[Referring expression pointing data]
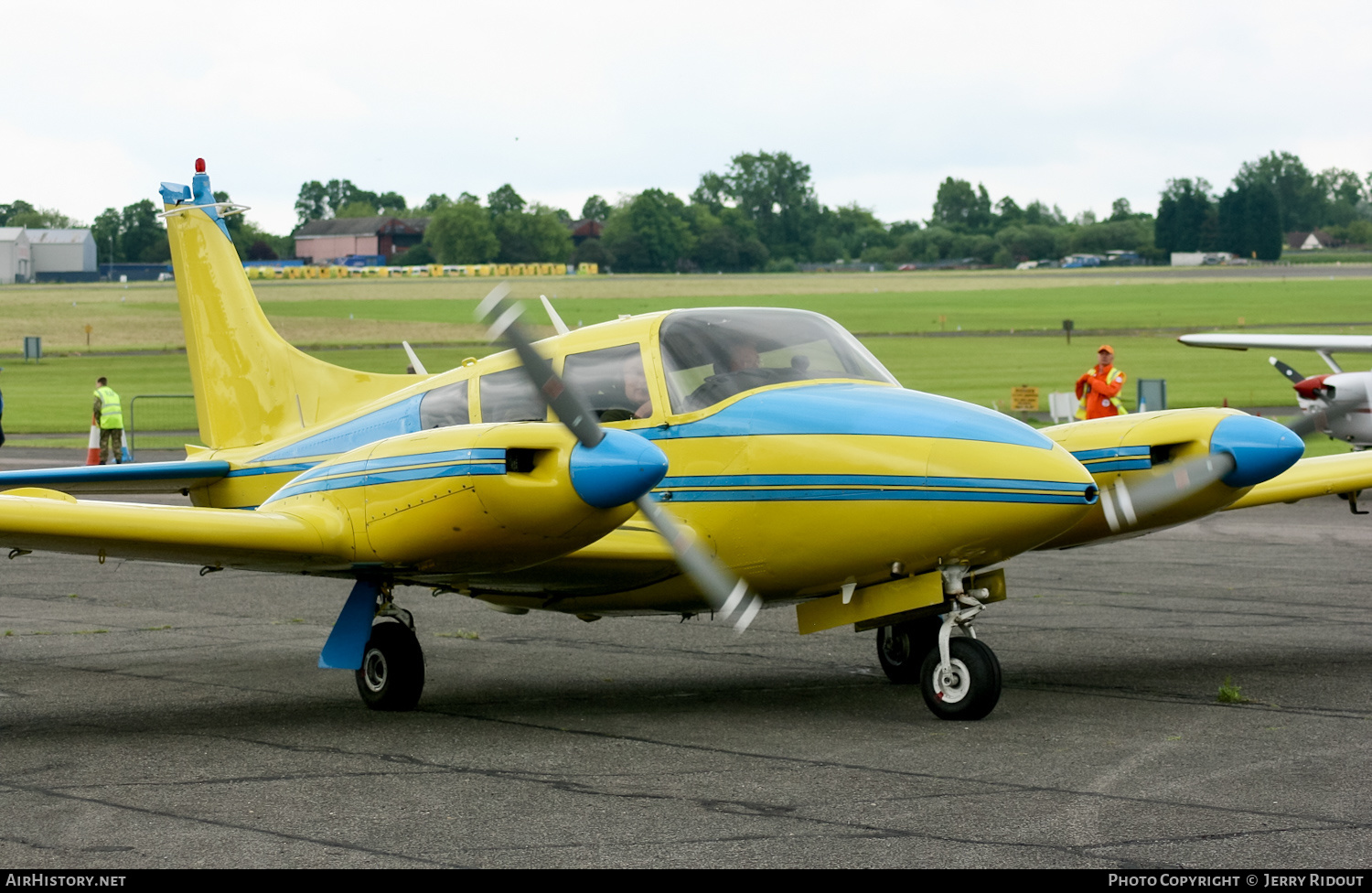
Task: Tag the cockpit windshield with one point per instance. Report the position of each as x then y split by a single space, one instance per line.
710 356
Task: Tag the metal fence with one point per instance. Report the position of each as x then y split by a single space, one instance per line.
161 422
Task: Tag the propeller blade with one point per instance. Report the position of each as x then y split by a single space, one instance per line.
1292 376
414 361
726 593
568 406
1125 506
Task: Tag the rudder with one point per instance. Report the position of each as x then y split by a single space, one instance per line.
250 384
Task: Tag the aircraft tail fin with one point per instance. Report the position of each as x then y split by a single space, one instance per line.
250 384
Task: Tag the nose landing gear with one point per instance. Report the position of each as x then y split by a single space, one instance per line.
959 676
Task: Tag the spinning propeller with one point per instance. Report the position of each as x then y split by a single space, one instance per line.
727 594
1245 450
1330 406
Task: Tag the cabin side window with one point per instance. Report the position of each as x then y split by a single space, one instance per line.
510 397
612 382
710 356
445 406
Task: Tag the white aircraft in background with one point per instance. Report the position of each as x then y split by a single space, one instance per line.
1335 403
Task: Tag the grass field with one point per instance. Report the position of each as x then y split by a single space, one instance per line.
383 312
1010 328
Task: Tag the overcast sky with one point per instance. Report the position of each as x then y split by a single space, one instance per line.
1073 103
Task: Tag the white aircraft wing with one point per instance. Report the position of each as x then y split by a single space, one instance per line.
1328 343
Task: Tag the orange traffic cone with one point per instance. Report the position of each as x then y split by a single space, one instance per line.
93 444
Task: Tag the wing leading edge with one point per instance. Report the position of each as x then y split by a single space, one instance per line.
129 478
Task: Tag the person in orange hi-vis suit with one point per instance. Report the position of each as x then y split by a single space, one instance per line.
1098 390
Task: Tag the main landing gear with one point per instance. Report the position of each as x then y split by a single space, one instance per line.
391 676
959 676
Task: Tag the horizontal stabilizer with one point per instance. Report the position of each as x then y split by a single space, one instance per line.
1320 476
1333 343
126 478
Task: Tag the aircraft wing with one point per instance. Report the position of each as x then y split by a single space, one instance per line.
1320 476
128 478
1331 343
33 519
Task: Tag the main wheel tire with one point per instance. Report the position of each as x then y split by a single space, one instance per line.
392 668
970 687
902 648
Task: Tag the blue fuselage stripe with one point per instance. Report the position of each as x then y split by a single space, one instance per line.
1109 453
864 495
864 480
1119 465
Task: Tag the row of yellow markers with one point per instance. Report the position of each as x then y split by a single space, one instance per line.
425 271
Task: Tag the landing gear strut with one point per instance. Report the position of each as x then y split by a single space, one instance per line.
959 676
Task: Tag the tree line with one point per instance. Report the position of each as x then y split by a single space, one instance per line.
762 214
1268 198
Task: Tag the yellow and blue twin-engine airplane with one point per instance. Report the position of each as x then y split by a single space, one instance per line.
691 462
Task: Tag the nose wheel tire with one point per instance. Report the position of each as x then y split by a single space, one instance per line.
969 687
392 668
902 648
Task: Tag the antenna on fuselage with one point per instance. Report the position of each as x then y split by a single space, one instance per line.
552 315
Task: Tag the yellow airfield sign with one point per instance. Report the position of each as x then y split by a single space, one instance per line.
1024 400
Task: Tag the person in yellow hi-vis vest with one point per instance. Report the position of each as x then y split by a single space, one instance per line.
110 417
1098 390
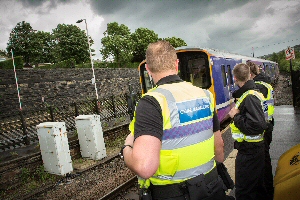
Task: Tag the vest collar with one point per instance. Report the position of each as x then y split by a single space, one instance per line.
249 85
169 79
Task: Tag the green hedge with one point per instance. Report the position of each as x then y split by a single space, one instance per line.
70 63
108 65
8 64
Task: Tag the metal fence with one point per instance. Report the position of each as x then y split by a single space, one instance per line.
19 128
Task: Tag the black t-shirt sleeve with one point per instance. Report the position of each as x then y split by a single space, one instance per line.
216 122
149 120
251 119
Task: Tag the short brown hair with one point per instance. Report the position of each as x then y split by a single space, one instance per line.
253 68
161 56
241 72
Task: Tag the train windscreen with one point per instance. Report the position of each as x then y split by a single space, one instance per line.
194 68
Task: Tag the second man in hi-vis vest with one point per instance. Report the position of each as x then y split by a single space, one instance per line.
264 86
247 129
175 137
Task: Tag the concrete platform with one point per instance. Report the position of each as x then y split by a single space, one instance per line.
286 134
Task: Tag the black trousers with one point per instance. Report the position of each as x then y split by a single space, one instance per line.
268 176
212 191
249 174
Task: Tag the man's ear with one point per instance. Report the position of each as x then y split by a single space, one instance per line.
177 64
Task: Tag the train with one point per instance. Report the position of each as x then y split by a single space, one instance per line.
212 70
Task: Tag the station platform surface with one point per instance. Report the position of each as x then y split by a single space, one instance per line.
286 134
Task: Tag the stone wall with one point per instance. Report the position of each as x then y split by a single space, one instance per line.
60 86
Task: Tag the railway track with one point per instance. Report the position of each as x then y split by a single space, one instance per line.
11 171
122 189
126 185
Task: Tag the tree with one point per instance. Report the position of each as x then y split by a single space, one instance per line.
70 42
141 38
42 47
20 39
3 53
176 42
117 43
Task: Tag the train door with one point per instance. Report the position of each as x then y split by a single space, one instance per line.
223 84
194 68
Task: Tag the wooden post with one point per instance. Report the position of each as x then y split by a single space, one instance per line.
114 106
76 109
24 128
51 113
96 106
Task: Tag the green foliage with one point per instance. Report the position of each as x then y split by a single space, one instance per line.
108 65
8 64
20 41
117 43
141 38
42 48
70 42
176 42
284 65
70 63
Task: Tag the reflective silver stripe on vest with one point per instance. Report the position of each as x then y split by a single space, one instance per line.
271 101
246 137
188 140
190 173
254 137
174 116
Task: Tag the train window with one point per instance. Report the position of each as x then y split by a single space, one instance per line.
198 73
229 75
224 75
148 80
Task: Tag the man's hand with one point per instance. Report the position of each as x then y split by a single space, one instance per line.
233 112
129 140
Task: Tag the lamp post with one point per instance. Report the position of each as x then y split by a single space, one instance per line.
87 34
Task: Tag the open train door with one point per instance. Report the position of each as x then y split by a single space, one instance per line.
287 176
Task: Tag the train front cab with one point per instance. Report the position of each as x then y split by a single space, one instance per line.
223 84
202 70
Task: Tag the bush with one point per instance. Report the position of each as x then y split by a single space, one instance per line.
8 64
70 63
108 65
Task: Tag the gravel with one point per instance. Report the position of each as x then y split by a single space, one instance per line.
97 182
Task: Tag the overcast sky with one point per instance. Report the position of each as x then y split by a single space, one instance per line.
234 26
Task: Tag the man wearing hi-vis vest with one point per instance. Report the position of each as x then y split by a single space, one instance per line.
175 135
247 129
264 86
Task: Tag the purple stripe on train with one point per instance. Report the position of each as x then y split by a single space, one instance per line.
186 130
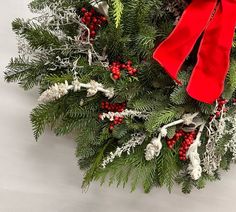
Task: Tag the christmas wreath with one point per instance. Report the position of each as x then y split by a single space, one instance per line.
109 74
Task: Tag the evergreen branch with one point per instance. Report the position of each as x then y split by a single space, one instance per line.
118 10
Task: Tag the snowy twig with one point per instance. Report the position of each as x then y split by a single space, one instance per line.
194 168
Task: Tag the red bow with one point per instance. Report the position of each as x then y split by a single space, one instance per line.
217 19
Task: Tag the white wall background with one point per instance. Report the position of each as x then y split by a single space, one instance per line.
44 177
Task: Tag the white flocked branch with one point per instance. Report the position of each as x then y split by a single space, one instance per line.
153 149
194 168
59 90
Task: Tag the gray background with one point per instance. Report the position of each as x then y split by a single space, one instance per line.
44 177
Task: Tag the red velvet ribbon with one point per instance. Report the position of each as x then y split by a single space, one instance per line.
217 21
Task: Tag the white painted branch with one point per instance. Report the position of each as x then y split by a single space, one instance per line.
194 168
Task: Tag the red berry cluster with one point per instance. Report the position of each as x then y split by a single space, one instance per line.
92 20
234 100
221 103
116 107
116 68
117 120
188 140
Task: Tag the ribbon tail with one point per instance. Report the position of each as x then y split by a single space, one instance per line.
174 50
207 80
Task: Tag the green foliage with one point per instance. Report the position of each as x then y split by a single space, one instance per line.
118 10
162 116
134 28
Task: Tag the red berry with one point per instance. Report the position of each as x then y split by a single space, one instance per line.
83 10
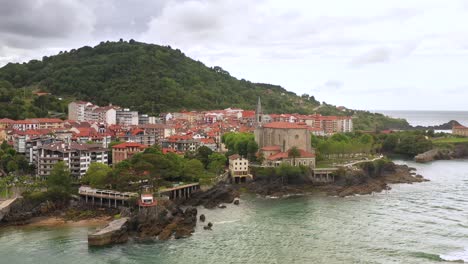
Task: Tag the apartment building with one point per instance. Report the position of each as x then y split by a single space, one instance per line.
77 157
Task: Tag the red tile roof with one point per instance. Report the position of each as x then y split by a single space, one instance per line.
285 125
129 145
271 148
285 155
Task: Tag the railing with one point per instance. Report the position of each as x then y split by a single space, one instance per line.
106 194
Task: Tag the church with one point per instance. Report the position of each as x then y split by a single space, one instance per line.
276 139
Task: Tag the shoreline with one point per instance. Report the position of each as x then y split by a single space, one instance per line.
54 221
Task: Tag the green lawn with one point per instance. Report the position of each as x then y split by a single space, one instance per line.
450 140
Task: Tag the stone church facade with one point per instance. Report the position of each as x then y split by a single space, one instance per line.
275 141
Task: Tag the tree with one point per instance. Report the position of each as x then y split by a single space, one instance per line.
294 153
217 162
193 169
202 155
252 149
59 180
97 175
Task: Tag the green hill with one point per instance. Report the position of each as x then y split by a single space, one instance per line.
145 77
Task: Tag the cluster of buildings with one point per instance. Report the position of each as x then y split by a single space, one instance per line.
86 136
110 115
460 131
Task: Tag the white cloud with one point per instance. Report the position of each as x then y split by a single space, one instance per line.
421 45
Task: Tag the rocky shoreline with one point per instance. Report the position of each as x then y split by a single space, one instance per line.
459 151
178 220
402 174
353 182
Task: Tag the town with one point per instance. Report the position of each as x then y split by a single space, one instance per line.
110 134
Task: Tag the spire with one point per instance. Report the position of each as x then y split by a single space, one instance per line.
258 113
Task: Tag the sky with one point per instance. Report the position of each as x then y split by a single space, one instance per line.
362 54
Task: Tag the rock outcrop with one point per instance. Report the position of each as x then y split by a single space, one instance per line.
363 182
428 156
213 197
164 221
116 232
5 207
458 151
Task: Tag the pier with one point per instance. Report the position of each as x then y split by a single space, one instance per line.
324 175
181 191
5 207
106 198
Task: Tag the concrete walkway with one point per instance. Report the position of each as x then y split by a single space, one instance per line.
362 161
5 207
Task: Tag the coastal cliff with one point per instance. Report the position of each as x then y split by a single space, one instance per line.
368 180
364 179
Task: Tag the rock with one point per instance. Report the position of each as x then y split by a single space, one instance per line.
214 196
427 156
208 227
115 232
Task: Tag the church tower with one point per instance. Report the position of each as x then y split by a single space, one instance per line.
258 113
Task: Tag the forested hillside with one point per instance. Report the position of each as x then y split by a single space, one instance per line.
145 77
148 78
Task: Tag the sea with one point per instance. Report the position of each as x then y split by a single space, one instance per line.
427 118
411 223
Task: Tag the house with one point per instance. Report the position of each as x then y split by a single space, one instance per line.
126 118
125 151
77 157
239 169
460 131
180 143
303 159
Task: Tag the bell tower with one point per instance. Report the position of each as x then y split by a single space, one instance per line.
258 113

* WORK ITEM
Could you set down exactly the lines from the one containing "Task: Tag the coastal" through the last line of the records above, both included?

* WRITTEN REPLY
Task: Tag the coastal cliff with one point per instance. Report the position of each as x then y split by a single space, one instance per line.
368 180
364 179
Task: Tag the rock with one point per instance. Report the position of each as x then y split by a single space, one instance per line.
214 196
427 156
208 227
115 232
Task: Tag the church tower with one point per instance. Report the position of each as x then y split by a single space, one instance per line.
258 113
Task: Tag the forested hillside with one point per instance. Report the position of each as x then y split by a single space, one instance per line.
145 77
148 78
Task: Tag the sea with one point per instance. Report the position of each as x then y split by a single space, one instance per line.
427 118
411 223
Task: Tag the house with one point per instance. Report the position of each as x then y split by a single space, one instance per line.
126 118
125 151
77 157
239 169
460 131
180 143
303 159
Task: Tag the bell tower with one point per instance. Report the position of each as x then y split by a single space, one instance per line.
258 113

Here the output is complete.